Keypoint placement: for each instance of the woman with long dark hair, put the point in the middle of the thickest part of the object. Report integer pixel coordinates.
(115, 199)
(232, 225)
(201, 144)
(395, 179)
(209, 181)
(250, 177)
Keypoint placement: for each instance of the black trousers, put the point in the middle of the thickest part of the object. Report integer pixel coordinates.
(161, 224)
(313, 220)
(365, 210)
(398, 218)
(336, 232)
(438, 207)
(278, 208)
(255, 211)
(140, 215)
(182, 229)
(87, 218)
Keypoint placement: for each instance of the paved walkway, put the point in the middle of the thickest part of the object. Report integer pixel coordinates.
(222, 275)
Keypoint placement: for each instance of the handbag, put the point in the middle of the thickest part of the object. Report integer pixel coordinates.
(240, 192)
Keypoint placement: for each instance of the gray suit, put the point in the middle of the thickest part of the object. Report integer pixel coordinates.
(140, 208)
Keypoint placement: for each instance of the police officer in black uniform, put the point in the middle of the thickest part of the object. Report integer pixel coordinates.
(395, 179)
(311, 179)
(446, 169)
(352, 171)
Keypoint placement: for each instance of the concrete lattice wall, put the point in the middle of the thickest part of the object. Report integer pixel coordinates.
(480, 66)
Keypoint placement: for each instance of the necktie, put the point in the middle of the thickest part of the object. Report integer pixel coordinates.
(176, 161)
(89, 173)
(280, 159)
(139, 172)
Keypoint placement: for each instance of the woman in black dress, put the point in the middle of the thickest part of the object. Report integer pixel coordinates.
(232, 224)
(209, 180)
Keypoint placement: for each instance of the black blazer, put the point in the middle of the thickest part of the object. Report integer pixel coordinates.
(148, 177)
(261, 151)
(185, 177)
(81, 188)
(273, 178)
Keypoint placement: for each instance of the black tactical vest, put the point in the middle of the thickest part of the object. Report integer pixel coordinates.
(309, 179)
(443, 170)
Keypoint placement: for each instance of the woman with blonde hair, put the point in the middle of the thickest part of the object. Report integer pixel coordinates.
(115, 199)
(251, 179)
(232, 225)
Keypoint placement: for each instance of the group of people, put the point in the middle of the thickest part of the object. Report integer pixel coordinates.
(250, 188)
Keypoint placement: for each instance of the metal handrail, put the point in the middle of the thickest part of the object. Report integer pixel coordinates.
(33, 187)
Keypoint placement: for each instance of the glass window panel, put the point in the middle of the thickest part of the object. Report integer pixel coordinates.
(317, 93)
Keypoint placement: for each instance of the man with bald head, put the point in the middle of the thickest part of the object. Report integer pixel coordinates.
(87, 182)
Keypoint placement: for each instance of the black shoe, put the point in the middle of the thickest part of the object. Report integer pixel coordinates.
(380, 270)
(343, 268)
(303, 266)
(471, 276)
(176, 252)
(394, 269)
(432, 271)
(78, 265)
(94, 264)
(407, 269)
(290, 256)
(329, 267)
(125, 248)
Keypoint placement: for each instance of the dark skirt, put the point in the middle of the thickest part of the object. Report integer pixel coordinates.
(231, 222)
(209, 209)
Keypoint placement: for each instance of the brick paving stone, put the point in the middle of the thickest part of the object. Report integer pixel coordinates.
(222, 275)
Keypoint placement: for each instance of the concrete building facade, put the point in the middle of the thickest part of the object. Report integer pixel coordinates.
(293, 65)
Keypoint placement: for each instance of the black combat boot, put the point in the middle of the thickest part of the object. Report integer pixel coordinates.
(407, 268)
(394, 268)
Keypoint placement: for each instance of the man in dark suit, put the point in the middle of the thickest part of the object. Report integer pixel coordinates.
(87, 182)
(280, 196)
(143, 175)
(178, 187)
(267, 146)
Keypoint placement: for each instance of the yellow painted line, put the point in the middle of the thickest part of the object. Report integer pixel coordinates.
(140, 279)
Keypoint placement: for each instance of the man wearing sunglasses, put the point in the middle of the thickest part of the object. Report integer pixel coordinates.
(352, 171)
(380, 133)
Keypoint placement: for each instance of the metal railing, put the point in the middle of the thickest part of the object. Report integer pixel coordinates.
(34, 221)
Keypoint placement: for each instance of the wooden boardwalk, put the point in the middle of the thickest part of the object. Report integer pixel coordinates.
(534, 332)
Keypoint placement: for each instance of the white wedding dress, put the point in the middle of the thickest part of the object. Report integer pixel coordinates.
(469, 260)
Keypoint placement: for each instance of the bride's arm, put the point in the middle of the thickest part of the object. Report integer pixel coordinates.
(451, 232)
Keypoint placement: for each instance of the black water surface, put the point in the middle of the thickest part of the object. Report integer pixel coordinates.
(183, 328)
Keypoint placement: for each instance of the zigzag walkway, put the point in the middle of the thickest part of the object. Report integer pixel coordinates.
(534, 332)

The task: Put everything from the line containing "Keypoint placement: for each instance of the white" down to the end of the material into a numbered list, leaving out any blank lines.

Full solution:
1. Keypoint placement: for each instance of the white wedding dress, put the point in the middle of the thickest part of the object. Report integer pixel coordinates.
2. (469, 260)
3. Keypoint placement: for each instance of the bride's arm, put the point in the middle of the thickest part of the object. Report integer pixel coordinates.
4. (451, 232)
5. Keypoint placement: for each instance of the black water surface, put the point in the middle of the thickest part of the object. Report integer pixel coordinates.
6. (183, 328)
7. Keypoint placement: for each instance of the zigzag walkway, put the point in the middle of the thickest part of the object. Report integer pixel coordinates.
8. (534, 332)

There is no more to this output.